* EXTRAIT FOURNI
▼

LA PRATIQUE DE LA RECHERCHE-INTERVENTION DANS LES ORGANISATIONS : RETOUR SUR LES MODES DE PRODUCTION DES CONNAISSANCES GESTIONNAIRES À PARTIR DU TERRAIN

 

 

Les principales sources d’insatisfaction des utilisateurs à l’égard des connaissances produites par les sciences de gestion sont liées à leur caractère général et théorique, à l’absence d’interactivité entre les chercheurs et les utilisateurs dans le processus de production des connaissances et leur caractère peu ou pas utilisable sur le terrain afin de résoudre des problèmes concrets au sein des organisations.

Face à cette situation frustrante, un certain nombre de chercheurs se sont éloignés des voies traditionnelles de la recherche en gestion et ont frayé le chemin à de nouvelles approches fondées davantage sur l’interaction entre le chercheur et les acteurs de terrain et sur l’émergence progressive de l’objet de recherche à travers une négociation, un processus transactionnel entre les différents acteurs impliqués. Ces chercheurs s’inscrivent dans la perspective d’une production de connaissances qui soient utiles, à la fois, aux acteurs de terrain et intéressantes du point de vue des sciences de gestion.

La recherche-intervention a connu un essor récent dans les sciences de gestion même s’il convient de souligner qu’elle s’inscrit dans un courant de pensée ancien et très actif et qui a été initié par F.W.Taylor , par K.Lewin , l’école socio-technique (5) et, ensuite, le développement des organisations . Ce courant de pensée a, plus particulièrement, mis l’accent sur le rôle des problèmes issus du terrain, comme source privilégiée de production des connaissances gestionnaires.

 

Il existe trois modes principaux de production des connaissances gestionnaires : le mode positiviste, le mode interprétatif et le mode constructiviste.

 

Le mode positiviste

Le but de la recherche positiviste est l’interprétation objective des faits. Tout au long du processus de recherche, le chercheur positiviste veillera à maintenir sa distance vis-à-vis de l’objet étudié. Cette distance est constitutive de l’élaboration de l’objet de la recherche lui-même. Et, en fin de compte, derrière cette posture de recherche, il y a l’idée ontologique selon laquelle, la réalité est quelque chose qui existe, indépendamment du regard du chercheur, comme quelque chose de déjà là, de donné.

 

Le mode interprétatif

Pour le chercheur interprétatif, le but est, dans le sillage de Max Weber (8) de comprendre la réalité sociale. Il s’agit donc d’interpréter les intentions et les motivations qui guident les actions des individus. Dans ce type de recherche, le sujet et l’objet n’existent plus indépendamment l’un de l’autre mais se trouvent placés dans une situation d’interactivité. Le chercheur interprétatif est donc conduit à s’immerger dans la réalité sociale et à y saisir, de l’intérieur, les problématiques des différents acteurs concernés. Le processus de production des connaissances s’apparente donc à un mécanisme de type phénoménologique où, l’intérêt du chercheur, va jouer un rôle moteur dans la compréhension de l’objet étudié, tout comme sa capacité d’empathie avec les acteurs de terrain. Celui-ci va donc, tout d’abord, dans un premier temps, s’immerger dans une réalité donnée, puis, dans un second temps, chercher à l’interpréter, à la comprendre.

▲

* LISTE DES TÂCHES
• a. Pour chacune des affirmations suivantes, indiquez par oui ou non si elle concorde avec l'extrait, et citez à l'identique les mots de l'extrait qui tranchent.
(i) Le chercheur positiviste garde ses distances avec l'objet qu'il étudie.
(ii) Dans la recherche interprétative, le sujet et l'objet existent indépendamment l'un de l'autre.
(iii) L'extrait distingue quatre modes principaux de production des connaissances gestionnaires.
• b. Répondez à ces questions à partir de l'extrait :
(i) Quel est le but de la recherche positiviste ?
(ii) Dans le sillage de quel auteur le chercheur interprétatif cherche-t-il à comprendre la réalité sociale ?
(iii) Comme quoi le courant de pensée ancien considère-t-il les problèmes issus du terrain ?
• c. Énumérez toutes les principales sources d’insatisfaction des utilisateurs à l’égard des connaissances produites par les sciences de gestion, telles que l'extrait les présente.
Appuyez-vous uniquement sur l'extrait.

* LISTE DES ITEMS
▼

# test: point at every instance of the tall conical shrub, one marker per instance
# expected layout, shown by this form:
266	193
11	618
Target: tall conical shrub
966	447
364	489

▲

* RÉPONSES AUX TÂCHES
• a.
(i) Oui : « le chercheur positiviste veillera à maintenir sa distance vis-à-vis de l’objet étudié »
(ii) Non : « le sujet et l’objet n’existent plus indépendamment l’un de l’autre »
(iii) Non : « Il existe trois modes principaux de production des connaissances gestionnaires »

• b.
(i) L’interprétation objective des faits.
(ii) Max Weber.
(iii) Comme la source privilégiée de production des connaissances gestionnaires.

• c.
Leur caractère général et théorique.
L’absence d’interactivité entre les chercheurs et les utilisateurs dans le processus de production des connaissances.
Leur caractère peu ou pas utilisable sur le terrain pour résoudre des problèmes concrets au sein des organisations.